* [Dokumen]:
———
II.  Misi Katolik Roma di Indonesia

A.    Masuknya Agama-agama di Nusantara
Sudah sejak lama Nusantara menjadi jalur perdagangan antar negara dan bahkan benua. Nusantara sendiri saat itu menghasilkan rempah-rempah yang berasal dari Maluku yang dinilai sangat berharga. Banyak saudagar-saudagar dan pedagang-pedagang dari negara lain seperti India, Mesir, Tiongkok, Persia, Eropa dan Arab akhirnya berlomba-lomba mendapatkan bumbu tersebut dan membawanya ke negara masing-masing, Nusantarapun menjadi jalan dagang tersohor dan kota-kota pelabuhan sempat menjadi daerah kaya di masa itu. Dari kekayaan itu, mereka dapat menaklukkan daerah-daerah di sekitarnya. Timbullah banyak kerajaan yang tersebar di Nusantara seperti Sriwijaya, Mojopahit, Pajajaran, Ternate, Tidore, Bacan, Jailalo dan banyak lagi kerajaan besar-kecil lainnya[2].
———
* [Petunjuk]:
Lanjutkan teks tentang masuknya agama-agama di Nusantara, dimulai setelah kalimat terakhirnya. Baris data diambil dari sumber yang berbeda dengan teks ini.

* [Data yang Diberikan]:
———
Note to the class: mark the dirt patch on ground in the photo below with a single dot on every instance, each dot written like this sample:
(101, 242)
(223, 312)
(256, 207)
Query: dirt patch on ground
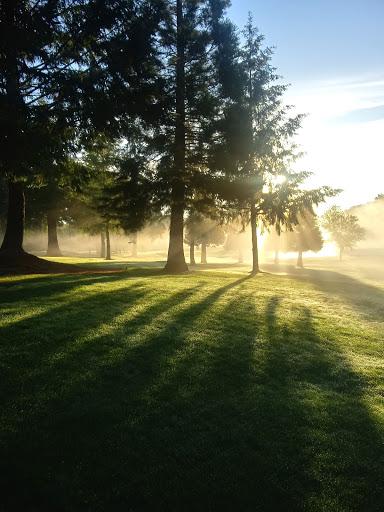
(22, 263)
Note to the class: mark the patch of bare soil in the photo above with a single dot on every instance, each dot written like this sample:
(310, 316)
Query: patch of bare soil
(22, 263)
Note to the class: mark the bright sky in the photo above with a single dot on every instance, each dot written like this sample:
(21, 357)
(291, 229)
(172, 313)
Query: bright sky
(332, 54)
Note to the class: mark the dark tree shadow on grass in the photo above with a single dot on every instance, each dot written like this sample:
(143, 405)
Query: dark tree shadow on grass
(222, 407)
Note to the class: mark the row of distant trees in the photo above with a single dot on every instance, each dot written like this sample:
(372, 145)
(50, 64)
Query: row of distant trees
(119, 113)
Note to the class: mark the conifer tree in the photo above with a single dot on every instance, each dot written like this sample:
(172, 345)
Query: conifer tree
(343, 228)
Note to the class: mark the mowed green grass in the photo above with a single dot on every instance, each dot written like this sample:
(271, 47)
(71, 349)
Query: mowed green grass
(210, 391)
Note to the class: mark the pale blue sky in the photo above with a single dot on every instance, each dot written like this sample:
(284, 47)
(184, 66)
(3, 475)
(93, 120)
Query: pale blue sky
(332, 54)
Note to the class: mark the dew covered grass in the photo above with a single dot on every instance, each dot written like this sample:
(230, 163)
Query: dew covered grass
(209, 391)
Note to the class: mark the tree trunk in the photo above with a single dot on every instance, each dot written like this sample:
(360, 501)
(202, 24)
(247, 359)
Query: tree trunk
(53, 243)
(255, 254)
(108, 242)
(300, 259)
(203, 252)
(102, 245)
(192, 252)
(134, 245)
(176, 260)
(14, 232)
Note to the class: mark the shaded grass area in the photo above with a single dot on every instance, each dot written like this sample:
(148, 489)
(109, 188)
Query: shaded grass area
(143, 392)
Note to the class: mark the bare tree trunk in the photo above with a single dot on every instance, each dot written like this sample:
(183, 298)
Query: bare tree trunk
(53, 243)
(102, 245)
(300, 259)
(134, 245)
(203, 252)
(255, 254)
(108, 242)
(176, 260)
(192, 252)
(14, 232)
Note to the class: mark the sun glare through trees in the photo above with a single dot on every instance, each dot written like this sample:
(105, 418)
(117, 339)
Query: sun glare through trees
(188, 320)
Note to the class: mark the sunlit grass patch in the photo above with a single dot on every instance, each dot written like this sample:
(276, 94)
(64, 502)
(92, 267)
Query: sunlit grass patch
(209, 391)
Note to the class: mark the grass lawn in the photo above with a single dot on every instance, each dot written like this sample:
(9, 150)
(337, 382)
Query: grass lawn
(210, 391)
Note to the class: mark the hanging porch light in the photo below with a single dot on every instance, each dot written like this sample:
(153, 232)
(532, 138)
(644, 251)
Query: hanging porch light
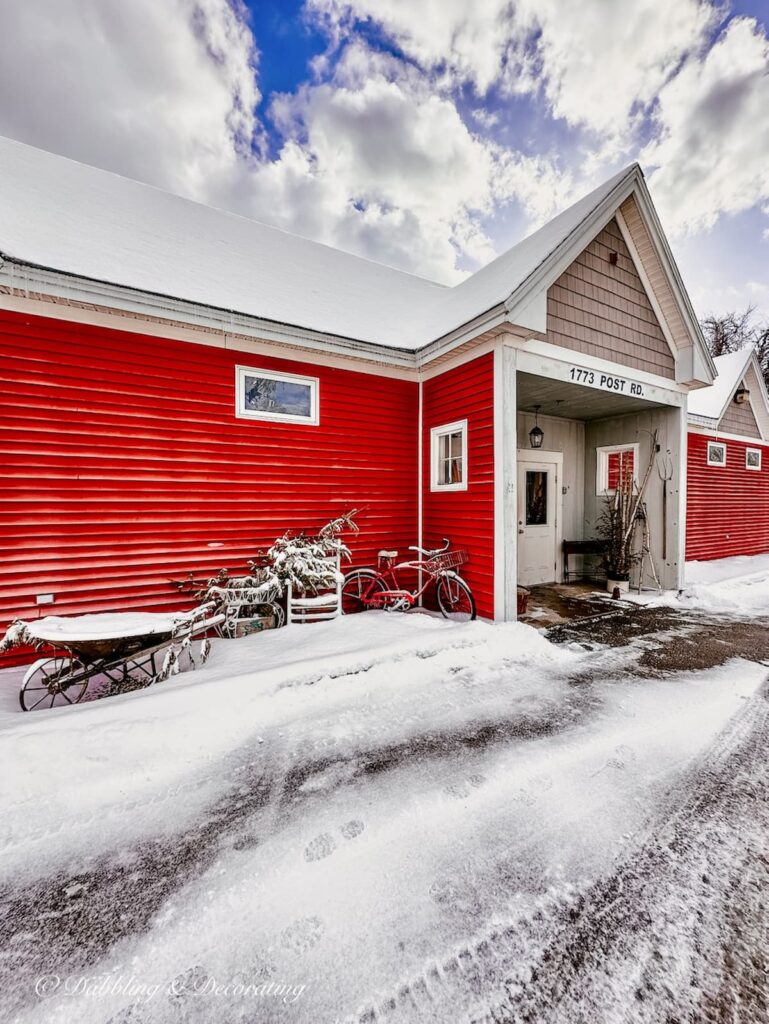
———
* [Hasil Tugas]:
Pada mulanya masyarakat-masyarakat di Nusantara memeluk agama-agama suku namun lambat laun masuklah berbagai agama dari negara-negara luar melalui pedagang-pedagang yang datang ke Nusantara. Pada abad-abad pertama sesudah Masehi, pedagang-pedagang Kristen dari Mesir dan Persia menetap di Arabia tenggara, India barat dan selatan, serta di Srilangka. Dari tempat tersebut kemungkinan terdapat pedagang-pedagang Kristen yang ikut datang ke Nusantara. Dalam sebuah buku yang ditulis di Mesir ± tahun 1050 sesudah Masehi, tercatat bahwa terdapat beberapa gedung gereja di “Pansur”. Dan yang dimaksud dengan “Pansur” kemungkinan adalah Barus yang berada di pantai barat Sumatera utara. Selain Kristen, ada lagi agama-agama lain yang masuk ke Nusantara seperti Hindu dan Budha yang dibawa oleh pedagang-pedagang dari India dan Cina. Agama tersebut berkembang di kerajaan-kerajaan yang ada, seperti Hindu yang berkembang di kerajaan yang ada Pulau Jawa dan Budha berkembang di kerajaan yang ada di Sumatera.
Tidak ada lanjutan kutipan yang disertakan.